#### INPUT:
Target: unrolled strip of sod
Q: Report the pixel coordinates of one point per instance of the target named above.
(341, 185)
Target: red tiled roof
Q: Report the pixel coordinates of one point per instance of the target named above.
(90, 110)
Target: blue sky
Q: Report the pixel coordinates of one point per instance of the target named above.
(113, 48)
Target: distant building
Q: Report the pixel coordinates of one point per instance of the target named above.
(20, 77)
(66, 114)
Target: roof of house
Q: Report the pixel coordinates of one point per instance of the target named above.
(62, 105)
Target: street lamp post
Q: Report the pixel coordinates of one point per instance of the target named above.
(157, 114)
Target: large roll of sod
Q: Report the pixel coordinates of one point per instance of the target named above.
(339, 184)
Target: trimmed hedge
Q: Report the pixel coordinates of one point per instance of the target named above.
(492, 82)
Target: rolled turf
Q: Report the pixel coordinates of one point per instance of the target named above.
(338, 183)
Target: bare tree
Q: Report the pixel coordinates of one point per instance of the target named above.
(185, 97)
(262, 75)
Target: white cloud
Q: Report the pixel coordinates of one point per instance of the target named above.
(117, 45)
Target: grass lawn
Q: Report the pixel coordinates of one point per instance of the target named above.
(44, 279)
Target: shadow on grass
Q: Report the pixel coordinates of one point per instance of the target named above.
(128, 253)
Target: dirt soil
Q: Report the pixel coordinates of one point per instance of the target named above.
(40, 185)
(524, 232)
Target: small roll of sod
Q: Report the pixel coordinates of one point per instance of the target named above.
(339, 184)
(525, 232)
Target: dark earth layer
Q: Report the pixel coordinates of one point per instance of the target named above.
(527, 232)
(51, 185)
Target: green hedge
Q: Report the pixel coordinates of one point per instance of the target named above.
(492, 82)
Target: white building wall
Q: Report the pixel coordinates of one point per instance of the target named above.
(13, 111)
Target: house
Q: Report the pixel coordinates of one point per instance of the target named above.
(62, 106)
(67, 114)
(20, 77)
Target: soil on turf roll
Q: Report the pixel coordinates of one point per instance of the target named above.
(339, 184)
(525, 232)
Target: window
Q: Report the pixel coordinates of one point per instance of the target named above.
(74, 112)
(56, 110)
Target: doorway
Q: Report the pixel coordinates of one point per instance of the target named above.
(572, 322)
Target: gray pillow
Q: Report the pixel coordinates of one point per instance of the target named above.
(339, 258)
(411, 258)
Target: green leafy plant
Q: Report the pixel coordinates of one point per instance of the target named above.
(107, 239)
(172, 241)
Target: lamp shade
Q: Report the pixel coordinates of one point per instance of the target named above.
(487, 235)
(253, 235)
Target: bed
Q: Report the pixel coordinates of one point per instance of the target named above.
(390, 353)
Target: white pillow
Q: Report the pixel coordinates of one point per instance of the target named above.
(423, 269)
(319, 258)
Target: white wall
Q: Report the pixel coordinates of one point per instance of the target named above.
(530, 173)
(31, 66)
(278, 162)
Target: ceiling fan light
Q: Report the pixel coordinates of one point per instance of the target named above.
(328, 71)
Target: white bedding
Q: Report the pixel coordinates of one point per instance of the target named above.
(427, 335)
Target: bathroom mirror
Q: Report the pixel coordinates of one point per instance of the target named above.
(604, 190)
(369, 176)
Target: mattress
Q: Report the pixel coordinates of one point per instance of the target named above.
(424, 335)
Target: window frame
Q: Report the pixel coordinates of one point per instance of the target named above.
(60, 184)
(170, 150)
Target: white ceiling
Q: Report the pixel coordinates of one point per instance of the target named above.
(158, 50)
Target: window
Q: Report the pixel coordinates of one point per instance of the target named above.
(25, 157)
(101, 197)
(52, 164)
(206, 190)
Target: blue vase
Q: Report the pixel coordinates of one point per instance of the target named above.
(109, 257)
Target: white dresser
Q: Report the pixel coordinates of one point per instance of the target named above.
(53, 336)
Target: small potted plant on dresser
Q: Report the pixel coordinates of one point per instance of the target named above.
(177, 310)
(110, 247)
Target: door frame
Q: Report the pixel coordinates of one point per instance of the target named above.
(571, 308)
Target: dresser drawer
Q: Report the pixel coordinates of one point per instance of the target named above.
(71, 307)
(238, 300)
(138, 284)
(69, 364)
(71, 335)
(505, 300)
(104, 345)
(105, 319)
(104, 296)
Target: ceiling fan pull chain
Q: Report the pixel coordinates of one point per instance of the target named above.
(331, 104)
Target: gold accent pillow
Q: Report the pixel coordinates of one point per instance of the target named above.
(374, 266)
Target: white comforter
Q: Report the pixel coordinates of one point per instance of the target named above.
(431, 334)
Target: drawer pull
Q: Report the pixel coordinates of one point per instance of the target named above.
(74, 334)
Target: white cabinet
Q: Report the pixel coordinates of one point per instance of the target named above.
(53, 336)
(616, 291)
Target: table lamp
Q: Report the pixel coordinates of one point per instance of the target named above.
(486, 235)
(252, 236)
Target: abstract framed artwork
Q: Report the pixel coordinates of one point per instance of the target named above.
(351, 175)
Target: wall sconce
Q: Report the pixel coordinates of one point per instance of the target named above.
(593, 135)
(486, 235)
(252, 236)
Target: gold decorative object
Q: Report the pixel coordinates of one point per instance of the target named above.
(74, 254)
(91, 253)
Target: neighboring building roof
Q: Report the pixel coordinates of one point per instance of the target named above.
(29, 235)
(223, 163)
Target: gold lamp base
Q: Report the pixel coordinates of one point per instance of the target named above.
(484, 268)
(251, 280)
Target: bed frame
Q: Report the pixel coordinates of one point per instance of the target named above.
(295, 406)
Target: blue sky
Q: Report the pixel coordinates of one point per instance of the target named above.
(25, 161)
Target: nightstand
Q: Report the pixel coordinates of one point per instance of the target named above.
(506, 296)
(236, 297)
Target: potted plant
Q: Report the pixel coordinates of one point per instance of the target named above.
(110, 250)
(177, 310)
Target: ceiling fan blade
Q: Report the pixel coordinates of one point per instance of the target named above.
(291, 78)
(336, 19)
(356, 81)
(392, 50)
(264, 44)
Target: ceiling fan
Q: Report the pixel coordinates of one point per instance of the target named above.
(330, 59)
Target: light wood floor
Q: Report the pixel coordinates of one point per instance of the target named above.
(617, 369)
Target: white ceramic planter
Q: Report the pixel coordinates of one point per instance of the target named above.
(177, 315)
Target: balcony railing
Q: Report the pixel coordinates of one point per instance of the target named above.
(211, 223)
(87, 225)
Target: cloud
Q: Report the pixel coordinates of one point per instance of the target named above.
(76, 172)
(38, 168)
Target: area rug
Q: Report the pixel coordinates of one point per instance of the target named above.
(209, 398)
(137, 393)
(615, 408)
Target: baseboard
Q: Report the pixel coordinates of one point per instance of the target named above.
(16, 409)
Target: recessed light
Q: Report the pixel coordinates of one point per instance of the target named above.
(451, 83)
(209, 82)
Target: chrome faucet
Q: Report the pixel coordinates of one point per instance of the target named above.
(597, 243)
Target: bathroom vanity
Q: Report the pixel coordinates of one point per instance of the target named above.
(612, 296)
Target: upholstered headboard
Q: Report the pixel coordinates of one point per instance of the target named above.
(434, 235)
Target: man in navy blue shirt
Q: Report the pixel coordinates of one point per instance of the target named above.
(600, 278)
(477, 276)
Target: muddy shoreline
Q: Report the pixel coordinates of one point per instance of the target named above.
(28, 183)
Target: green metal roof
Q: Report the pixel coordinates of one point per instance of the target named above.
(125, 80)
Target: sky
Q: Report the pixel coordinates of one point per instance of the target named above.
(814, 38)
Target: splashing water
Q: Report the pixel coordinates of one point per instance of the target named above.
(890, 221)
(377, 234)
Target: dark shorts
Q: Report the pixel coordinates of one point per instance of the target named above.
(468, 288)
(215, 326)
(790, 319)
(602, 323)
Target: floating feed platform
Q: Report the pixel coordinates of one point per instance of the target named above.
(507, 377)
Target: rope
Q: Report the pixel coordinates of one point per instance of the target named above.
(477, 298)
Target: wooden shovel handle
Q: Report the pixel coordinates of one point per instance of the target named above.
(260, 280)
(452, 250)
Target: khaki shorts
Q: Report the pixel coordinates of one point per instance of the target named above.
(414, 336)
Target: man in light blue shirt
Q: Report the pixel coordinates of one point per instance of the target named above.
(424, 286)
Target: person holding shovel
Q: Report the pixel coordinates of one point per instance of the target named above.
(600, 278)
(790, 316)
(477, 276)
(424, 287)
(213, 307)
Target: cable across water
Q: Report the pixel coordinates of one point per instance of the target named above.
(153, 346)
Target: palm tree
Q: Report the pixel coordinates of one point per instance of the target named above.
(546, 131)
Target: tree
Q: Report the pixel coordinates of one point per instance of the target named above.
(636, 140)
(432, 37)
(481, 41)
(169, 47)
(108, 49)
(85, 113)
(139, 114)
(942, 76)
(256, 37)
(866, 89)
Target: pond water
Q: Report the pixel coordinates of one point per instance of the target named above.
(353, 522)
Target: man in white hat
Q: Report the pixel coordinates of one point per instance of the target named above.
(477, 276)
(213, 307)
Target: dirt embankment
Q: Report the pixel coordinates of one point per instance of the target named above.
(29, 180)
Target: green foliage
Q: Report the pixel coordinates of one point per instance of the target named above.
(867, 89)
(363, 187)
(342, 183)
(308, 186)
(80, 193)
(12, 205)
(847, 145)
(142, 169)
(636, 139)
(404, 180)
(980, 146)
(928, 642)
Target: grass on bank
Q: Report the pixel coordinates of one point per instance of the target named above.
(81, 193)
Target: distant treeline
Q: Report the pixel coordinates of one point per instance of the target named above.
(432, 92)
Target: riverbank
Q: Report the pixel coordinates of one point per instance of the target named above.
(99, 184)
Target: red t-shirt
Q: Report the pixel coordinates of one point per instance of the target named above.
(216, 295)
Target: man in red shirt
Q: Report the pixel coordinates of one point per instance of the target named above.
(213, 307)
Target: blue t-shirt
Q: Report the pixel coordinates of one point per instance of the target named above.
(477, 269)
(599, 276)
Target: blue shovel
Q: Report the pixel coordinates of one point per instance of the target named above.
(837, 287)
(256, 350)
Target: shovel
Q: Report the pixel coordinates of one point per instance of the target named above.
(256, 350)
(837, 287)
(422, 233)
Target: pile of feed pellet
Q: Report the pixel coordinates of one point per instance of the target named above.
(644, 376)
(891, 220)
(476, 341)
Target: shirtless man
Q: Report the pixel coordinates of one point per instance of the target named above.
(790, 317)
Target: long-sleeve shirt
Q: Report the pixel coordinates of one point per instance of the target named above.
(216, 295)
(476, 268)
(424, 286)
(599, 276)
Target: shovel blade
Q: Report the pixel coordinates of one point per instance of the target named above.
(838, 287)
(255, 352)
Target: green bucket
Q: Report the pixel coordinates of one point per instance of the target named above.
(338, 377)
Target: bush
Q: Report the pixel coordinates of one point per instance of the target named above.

#### EXERCISE DETAILS:
Write out the items again from the line containing "Target: shirtless man" through the end of the items, swapping "shovel blade" for "spade blade" and leaving everything else unchanged.

#### ANSWER TO THE PROBLEM:
Target: shirtless man
Q: Report the pixel coordinates of one point per instance of the target named above.
(790, 317)
Target: long-sleeve shirt
Q: Report the pixel coordinates of one point per instance of the target named above.
(216, 295)
(476, 268)
(424, 286)
(599, 276)
Target: spade blade
Q: Report the pixel coordinates of one point per instance of the target named above.
(838, 287)
(255, 352)
Target: green bucket
Q: Report the pixel coordinates of one point per instance of the target named above.
(338, 377)
Target: bush
Q: Report the pixel coordinates of one point per instance of the target named above.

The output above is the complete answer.